DATA FOR THE TASK:
>>>
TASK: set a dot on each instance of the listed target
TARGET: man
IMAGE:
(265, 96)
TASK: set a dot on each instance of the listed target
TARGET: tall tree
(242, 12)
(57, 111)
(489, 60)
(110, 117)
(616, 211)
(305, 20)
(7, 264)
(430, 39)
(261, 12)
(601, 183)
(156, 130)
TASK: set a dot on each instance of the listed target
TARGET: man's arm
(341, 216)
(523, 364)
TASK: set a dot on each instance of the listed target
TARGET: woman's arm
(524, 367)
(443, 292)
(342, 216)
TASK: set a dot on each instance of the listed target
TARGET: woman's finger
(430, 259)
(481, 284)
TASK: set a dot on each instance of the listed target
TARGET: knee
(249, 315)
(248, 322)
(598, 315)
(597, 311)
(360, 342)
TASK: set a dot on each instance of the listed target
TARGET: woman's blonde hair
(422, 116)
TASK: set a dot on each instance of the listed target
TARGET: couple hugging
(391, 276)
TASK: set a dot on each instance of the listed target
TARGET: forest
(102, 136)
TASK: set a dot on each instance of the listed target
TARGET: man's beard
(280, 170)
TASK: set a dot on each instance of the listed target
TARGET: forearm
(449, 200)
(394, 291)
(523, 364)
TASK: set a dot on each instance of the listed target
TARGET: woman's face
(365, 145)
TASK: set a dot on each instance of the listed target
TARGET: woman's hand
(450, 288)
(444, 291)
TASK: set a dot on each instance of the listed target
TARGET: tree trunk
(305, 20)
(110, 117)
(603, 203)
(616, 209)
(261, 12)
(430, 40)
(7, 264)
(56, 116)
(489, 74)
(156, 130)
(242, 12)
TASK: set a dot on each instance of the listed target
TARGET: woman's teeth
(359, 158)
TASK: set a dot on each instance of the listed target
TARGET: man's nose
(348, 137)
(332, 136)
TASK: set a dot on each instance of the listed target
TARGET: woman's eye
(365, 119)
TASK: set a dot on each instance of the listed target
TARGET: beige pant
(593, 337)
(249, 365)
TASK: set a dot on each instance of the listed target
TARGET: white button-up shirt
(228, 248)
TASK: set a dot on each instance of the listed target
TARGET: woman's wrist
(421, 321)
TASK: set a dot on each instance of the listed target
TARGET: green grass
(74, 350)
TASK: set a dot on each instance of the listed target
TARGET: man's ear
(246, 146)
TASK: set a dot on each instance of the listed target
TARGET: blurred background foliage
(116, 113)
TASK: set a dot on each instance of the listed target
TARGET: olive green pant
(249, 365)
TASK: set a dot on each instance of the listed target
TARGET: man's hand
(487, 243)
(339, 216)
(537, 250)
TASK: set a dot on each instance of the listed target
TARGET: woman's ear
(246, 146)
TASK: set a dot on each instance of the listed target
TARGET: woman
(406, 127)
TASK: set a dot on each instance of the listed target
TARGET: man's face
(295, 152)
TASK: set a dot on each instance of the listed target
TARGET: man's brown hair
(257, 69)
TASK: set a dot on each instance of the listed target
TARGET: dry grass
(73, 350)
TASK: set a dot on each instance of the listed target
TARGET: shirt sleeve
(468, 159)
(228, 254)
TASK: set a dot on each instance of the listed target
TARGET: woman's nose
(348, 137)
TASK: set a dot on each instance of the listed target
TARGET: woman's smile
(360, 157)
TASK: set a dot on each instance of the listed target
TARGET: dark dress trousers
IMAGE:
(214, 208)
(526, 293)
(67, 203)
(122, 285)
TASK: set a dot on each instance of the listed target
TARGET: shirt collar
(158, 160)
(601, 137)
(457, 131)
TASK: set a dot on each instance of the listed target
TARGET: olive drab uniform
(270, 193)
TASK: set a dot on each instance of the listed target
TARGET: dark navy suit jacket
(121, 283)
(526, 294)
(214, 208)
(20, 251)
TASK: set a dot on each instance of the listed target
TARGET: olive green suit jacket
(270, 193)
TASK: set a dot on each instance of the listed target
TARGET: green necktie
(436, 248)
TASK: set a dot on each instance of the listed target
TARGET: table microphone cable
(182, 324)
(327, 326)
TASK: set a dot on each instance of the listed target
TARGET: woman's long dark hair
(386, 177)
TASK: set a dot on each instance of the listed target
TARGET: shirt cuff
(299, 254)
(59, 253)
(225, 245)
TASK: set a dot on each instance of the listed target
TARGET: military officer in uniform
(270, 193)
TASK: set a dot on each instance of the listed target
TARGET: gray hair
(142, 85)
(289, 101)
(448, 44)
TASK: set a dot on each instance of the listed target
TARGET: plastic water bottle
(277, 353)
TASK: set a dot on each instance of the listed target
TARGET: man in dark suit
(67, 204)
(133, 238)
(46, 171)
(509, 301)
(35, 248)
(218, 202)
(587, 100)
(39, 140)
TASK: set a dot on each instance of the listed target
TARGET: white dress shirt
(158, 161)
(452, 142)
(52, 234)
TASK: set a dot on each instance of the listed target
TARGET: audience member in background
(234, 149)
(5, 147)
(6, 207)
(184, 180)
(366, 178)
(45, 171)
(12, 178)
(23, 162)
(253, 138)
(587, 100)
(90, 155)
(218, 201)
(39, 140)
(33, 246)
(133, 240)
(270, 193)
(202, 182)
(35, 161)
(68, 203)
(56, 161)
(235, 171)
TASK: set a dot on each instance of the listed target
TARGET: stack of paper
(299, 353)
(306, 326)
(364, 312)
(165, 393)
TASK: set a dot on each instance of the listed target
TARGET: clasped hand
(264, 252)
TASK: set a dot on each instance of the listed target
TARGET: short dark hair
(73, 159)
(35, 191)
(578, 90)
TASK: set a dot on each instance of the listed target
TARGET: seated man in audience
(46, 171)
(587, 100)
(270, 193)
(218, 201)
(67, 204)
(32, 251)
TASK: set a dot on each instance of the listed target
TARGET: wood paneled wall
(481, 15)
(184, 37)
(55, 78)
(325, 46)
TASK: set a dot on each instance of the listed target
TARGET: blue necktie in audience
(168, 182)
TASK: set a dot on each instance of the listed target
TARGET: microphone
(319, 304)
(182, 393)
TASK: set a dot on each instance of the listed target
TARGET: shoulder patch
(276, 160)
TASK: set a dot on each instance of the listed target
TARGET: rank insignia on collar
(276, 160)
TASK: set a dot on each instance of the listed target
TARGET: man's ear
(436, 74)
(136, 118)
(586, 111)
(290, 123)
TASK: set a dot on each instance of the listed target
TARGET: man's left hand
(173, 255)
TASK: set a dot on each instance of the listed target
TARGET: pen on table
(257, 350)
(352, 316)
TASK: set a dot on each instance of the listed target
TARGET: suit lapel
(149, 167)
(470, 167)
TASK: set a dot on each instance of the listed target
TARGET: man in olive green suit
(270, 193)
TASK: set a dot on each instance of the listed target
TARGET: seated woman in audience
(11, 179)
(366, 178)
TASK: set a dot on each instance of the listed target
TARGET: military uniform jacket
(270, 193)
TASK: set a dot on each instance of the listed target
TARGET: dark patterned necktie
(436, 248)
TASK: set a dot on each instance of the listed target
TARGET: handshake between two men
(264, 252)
<<<
>>>
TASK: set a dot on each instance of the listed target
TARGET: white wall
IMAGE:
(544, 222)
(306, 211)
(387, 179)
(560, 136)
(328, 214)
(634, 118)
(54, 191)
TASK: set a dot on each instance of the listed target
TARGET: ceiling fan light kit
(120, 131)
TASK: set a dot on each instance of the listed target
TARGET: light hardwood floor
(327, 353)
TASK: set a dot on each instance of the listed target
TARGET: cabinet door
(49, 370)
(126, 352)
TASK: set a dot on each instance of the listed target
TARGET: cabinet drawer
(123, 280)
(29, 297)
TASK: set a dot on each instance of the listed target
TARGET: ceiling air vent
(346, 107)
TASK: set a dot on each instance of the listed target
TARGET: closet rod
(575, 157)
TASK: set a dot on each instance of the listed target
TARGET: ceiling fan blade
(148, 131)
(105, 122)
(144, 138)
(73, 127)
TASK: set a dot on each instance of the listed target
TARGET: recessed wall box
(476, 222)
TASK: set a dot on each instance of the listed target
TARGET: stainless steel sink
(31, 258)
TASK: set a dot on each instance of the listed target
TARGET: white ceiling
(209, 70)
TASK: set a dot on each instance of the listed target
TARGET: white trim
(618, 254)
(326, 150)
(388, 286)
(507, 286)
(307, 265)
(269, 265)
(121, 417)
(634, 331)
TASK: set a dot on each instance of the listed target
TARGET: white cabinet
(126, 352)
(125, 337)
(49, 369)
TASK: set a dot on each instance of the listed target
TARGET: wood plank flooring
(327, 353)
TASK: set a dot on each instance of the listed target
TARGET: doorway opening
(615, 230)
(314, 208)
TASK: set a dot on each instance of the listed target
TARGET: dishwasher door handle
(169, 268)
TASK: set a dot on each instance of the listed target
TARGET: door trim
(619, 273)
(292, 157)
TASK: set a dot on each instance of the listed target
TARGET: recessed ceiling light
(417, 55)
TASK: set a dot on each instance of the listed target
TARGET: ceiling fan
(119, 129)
<<<
INSTRUCTIONS TO FOLLOW: Count how many lines of the data above contain the string "dress", treating uppercase and lowercase as different, and give only the number.

ANSWER TO THIS EXERCISE: 2